--- Begin Entries provided ---

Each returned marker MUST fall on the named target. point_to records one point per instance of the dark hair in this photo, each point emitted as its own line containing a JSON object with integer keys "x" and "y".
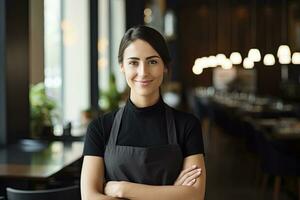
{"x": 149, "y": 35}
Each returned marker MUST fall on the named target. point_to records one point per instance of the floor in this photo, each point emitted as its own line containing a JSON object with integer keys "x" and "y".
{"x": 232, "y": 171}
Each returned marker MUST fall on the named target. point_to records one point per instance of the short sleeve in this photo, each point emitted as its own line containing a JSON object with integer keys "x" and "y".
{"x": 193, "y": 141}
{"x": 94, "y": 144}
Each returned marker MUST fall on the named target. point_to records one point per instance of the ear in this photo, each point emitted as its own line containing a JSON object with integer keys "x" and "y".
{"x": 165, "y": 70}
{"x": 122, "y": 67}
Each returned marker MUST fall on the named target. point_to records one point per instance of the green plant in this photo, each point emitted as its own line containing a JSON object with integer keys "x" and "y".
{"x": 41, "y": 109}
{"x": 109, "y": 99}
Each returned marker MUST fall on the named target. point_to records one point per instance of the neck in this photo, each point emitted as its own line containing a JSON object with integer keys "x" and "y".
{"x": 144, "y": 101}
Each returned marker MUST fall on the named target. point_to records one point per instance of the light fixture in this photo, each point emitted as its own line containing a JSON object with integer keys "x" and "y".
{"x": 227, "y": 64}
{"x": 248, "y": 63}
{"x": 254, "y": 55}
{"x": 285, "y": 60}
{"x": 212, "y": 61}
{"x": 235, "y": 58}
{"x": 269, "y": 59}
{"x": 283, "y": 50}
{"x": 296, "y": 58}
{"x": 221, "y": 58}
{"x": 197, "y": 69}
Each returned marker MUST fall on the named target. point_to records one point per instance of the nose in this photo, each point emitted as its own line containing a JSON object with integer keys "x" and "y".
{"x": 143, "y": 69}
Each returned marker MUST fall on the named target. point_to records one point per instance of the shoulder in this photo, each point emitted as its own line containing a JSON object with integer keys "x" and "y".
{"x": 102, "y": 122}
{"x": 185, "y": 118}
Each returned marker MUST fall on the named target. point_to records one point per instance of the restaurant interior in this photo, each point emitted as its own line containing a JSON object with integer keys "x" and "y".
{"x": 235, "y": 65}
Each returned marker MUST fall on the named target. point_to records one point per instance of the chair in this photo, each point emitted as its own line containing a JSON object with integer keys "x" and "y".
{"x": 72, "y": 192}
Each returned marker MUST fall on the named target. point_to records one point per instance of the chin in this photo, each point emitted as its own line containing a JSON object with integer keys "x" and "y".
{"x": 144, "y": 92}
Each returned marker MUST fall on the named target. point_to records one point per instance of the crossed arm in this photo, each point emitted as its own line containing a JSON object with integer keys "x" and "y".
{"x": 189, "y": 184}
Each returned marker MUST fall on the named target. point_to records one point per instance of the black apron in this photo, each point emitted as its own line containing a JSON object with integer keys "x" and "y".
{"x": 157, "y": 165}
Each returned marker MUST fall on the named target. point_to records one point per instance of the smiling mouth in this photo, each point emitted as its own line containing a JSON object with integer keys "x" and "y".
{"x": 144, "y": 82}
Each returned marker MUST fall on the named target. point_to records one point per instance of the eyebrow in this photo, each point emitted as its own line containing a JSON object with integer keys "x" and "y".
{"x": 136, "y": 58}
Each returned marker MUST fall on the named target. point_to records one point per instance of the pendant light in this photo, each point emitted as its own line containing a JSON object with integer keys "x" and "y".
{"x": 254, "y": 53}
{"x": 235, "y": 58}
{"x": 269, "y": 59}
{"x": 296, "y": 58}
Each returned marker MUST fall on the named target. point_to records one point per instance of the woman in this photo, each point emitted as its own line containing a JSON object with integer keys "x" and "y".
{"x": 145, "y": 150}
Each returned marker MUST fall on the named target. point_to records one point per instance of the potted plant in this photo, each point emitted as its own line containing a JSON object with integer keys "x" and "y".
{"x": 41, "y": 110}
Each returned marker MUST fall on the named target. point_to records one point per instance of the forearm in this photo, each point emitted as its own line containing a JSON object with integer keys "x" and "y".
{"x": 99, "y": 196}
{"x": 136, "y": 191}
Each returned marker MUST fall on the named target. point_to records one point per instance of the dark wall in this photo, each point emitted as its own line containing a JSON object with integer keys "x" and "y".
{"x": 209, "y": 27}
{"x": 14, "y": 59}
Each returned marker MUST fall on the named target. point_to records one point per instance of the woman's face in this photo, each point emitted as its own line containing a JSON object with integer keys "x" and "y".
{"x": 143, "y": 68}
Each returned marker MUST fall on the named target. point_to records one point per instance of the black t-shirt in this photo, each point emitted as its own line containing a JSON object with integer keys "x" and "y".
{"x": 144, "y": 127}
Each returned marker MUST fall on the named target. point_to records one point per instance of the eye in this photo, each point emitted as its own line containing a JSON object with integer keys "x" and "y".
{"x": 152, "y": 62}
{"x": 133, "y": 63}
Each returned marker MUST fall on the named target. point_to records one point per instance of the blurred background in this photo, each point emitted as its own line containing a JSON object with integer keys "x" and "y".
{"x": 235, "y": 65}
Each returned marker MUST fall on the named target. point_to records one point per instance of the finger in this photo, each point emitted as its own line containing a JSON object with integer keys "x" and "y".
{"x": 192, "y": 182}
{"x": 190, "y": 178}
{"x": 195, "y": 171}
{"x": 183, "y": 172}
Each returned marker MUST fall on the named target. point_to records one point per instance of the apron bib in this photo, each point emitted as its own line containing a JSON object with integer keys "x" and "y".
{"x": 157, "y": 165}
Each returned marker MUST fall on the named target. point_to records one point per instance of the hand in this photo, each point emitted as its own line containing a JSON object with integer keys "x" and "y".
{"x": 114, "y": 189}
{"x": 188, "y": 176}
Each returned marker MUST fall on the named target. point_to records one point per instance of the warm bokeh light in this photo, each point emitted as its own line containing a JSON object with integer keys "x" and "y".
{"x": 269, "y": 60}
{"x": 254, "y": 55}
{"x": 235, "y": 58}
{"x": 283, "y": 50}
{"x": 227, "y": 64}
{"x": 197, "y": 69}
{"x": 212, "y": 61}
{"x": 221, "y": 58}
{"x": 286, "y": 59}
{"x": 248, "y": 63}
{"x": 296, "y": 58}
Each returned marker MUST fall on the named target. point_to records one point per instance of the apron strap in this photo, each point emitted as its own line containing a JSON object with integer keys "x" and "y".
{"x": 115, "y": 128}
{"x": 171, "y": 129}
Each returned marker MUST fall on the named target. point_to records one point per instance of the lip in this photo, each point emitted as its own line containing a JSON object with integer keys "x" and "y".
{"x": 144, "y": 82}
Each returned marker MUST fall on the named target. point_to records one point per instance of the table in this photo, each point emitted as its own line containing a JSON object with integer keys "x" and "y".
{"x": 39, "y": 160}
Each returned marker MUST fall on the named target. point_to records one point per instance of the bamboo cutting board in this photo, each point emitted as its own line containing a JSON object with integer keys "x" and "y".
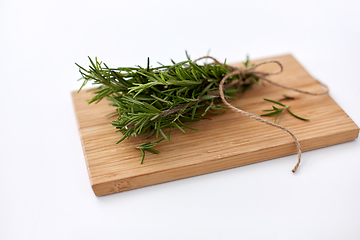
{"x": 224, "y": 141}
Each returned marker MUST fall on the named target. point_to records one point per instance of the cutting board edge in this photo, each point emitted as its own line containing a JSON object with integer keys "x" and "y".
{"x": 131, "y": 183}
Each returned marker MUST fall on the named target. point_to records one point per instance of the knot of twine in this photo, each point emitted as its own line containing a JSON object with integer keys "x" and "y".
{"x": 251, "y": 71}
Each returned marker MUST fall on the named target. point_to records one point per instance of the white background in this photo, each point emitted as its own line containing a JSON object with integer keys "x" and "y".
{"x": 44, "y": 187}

--- End Entries provided ---
--- Begin Entries provided ---

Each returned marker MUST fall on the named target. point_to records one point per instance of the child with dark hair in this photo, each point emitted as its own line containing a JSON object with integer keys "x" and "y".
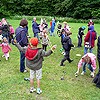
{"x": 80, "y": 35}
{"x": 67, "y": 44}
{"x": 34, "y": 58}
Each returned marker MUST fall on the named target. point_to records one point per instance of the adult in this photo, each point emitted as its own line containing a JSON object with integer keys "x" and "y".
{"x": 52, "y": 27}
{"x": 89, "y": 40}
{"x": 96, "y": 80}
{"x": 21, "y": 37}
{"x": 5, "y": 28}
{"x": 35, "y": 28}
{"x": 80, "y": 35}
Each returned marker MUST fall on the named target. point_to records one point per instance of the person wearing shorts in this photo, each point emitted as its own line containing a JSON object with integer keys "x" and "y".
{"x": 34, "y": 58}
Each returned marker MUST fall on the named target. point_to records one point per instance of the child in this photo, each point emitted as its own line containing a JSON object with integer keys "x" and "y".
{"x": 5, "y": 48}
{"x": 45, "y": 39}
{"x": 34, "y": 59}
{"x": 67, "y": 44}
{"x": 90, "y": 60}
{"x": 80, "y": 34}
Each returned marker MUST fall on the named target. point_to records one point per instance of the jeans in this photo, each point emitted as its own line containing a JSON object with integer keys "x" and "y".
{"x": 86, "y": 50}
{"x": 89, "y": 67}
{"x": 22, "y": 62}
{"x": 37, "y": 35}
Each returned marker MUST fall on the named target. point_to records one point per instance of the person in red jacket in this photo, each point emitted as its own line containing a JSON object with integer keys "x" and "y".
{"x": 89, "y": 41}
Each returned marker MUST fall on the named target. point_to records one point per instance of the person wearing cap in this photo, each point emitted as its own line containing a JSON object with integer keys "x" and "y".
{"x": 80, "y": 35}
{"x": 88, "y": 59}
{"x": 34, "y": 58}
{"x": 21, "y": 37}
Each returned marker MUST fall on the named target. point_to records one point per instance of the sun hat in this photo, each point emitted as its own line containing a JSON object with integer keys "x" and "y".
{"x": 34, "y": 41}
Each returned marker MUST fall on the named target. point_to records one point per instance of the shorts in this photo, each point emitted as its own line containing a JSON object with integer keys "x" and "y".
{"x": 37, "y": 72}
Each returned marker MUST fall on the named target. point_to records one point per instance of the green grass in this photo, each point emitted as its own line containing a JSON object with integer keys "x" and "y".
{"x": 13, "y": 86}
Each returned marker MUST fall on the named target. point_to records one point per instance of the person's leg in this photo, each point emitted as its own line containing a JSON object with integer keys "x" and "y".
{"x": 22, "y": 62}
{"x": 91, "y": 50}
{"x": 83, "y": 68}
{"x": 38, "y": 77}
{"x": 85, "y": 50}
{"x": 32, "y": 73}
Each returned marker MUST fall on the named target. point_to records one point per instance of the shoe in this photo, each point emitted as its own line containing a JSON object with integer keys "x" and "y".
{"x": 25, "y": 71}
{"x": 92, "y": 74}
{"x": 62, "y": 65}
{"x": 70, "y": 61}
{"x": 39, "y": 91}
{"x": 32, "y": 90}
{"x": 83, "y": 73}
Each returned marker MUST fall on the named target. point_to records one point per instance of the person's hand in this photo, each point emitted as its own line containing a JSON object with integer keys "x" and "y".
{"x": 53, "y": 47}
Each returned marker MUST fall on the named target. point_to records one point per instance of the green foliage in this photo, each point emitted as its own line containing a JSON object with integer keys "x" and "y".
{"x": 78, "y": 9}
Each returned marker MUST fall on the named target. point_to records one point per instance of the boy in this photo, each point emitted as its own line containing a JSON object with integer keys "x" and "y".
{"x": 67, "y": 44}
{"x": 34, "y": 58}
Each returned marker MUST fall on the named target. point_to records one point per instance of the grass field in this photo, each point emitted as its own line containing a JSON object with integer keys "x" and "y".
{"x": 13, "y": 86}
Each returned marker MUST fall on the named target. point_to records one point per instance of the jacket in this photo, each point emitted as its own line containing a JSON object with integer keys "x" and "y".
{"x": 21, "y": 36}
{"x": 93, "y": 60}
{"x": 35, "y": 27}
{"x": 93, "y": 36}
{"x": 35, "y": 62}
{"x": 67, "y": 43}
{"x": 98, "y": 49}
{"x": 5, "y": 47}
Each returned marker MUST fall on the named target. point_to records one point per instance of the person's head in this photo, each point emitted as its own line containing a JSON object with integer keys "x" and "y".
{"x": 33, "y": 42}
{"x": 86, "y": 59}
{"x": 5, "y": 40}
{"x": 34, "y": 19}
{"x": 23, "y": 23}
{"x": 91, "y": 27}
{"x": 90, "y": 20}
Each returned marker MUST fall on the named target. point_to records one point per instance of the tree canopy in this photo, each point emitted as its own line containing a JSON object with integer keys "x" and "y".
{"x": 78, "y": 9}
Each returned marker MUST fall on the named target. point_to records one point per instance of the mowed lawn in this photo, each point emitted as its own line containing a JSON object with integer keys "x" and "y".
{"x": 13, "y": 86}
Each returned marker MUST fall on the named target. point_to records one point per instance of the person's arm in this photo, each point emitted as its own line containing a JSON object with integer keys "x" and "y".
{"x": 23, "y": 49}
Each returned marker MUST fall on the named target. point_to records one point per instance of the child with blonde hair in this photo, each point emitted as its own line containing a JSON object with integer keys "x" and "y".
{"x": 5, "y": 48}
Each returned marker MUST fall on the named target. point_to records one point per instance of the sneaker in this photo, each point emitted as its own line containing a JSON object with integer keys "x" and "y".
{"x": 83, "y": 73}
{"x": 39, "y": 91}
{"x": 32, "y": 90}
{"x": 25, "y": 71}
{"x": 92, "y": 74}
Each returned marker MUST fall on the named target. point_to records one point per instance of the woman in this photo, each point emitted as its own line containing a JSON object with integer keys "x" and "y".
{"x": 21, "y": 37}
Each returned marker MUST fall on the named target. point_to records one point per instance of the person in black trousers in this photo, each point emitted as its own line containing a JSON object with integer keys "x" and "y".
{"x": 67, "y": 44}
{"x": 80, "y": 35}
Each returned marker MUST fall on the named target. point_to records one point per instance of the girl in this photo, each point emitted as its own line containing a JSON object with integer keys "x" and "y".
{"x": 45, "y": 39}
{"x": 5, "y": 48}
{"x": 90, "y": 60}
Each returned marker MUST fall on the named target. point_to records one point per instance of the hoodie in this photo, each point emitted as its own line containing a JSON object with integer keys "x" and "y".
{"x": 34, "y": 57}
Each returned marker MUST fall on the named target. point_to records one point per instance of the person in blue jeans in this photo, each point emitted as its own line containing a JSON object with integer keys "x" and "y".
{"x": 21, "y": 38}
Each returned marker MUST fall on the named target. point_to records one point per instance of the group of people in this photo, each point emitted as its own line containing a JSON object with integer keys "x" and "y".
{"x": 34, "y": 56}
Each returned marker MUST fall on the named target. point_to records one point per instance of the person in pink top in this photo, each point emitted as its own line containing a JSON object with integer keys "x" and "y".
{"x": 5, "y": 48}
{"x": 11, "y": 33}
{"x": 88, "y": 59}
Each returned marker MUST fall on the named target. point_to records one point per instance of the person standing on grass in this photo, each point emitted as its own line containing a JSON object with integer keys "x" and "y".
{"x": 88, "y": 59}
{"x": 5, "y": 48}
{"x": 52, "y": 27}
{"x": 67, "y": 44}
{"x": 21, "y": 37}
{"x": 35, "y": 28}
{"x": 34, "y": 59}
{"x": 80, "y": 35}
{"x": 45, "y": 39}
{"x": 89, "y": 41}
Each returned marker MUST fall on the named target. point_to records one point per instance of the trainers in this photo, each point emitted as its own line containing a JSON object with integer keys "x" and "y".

--- End Entries provided ---

State how many lines of the records above contain the word "group", and give only that number.

1